Short problem: Rewrite the data from its first line through the line that contains "[124,28,134,33]" as a numbered list, omitting any blank lines.

(Stored items)
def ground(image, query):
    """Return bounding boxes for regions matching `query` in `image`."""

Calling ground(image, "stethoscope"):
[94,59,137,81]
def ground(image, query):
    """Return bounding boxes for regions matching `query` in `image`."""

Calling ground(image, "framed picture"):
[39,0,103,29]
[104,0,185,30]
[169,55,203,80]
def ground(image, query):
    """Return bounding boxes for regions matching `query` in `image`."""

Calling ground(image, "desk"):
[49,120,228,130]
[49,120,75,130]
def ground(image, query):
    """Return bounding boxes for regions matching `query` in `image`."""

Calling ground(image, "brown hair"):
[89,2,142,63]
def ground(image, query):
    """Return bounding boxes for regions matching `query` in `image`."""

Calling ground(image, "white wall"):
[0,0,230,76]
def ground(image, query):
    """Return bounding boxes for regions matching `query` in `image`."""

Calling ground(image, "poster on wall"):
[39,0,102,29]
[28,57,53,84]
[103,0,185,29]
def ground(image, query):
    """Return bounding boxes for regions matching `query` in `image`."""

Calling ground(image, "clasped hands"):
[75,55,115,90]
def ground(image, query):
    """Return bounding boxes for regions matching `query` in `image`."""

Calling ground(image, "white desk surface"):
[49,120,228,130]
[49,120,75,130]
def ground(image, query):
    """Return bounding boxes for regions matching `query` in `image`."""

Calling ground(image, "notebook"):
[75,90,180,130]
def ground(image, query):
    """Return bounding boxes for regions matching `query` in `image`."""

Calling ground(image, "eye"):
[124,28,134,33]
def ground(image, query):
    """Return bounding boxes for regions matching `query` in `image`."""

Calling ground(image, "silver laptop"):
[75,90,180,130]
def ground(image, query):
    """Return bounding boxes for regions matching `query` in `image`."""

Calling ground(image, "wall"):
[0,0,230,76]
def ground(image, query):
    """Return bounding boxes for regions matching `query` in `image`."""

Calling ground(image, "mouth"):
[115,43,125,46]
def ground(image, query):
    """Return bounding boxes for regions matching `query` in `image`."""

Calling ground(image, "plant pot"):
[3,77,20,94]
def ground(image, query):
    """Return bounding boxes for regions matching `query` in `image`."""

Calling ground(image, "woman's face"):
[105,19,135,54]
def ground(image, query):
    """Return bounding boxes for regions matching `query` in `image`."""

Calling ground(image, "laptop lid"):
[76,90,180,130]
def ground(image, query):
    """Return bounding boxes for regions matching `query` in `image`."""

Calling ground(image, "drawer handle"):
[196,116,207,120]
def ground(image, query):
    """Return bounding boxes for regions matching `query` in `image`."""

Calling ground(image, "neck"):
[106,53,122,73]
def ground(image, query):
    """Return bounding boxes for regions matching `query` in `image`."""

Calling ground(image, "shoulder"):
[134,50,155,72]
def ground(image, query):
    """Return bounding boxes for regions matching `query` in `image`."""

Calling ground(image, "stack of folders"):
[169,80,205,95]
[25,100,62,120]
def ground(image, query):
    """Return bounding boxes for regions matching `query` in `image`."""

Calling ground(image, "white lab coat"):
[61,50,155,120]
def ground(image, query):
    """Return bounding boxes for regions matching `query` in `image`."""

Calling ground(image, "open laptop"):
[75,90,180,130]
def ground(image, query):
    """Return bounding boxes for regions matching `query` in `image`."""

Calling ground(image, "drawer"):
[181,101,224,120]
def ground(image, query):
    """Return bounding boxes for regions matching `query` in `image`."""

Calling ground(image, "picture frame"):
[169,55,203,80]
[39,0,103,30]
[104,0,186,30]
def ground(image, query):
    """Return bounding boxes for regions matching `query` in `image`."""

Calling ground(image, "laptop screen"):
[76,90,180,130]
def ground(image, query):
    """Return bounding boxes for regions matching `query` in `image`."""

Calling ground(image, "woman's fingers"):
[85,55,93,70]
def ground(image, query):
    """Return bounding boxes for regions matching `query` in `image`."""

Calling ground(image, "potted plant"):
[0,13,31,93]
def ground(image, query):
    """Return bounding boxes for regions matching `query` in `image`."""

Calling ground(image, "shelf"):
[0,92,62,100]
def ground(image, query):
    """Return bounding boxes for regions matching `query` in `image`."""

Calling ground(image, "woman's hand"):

Reply to the exercise:
1. def ground(image, query):
2.     """Return bounding boxes for regions matching `query` in `image`."""
3. Calling ground(image, "stethoscope"):
4. [94,59,137,81]
5. def ground(image, query):
6.     """Return bounding boxes for regions matching `query` in `image`."""
7. Calling ground(image, "framed picture"):
8. [39,0,103,29]
9. [104,0,185,30]
10. [169,55,203,80]
11. def ground(image, query):
12.     """Return bounding boxes for regions matching `query` in `image`."""
13. Calling ground(image, "desk"):
14. [49,120,228,130]
15. [49,120,75,130]
16. def ground(image, query):
17.     """Return bounding boxes for regions matching `query` in `image`."""
18. Calling ground(image, "brown hair"):
19. [89,2,142,63]
20. def ground(image, query):
21.     """Return bounding boxes for regions matching `query` in `image`."""
22. Calling ground(image, "white wall"):
23. [0,0,230,76]
24. def ground(image, query):
25.     """Return bounding boxes for regions matching `query` in `image`."""
26. Calling ground(image, "poster on wall"):
27. [39,0,102,29]
28. [28,57,53,84]
29. [103,0,185,29]
30. def ground(image, query):
31.     """Return bounding boxes for regions matching `query` in `image`."""
32. Calling ground(image, "clasped hands"):
33. [75,55,115,90]
34. def ground(image, query):
35.     """Return bounding boxes for regions matching `query` in `image`."""
36. Calling ground(image, "white desk surface"):
37. [49,120,228,130]
38. [49,120,75,130]
39. def ground(image, query):
40.     """Return bounding boxes for regions matching `query` in `image`."""
41. Calling ground(image, "notebook"):
42. [75,90,180,130]
43. def ground(image, query):
44.     """Return bounding boxes for regions matching `query` in `image`."""
45. Calling ground(image, "eye"):
46. [124,28,134,33]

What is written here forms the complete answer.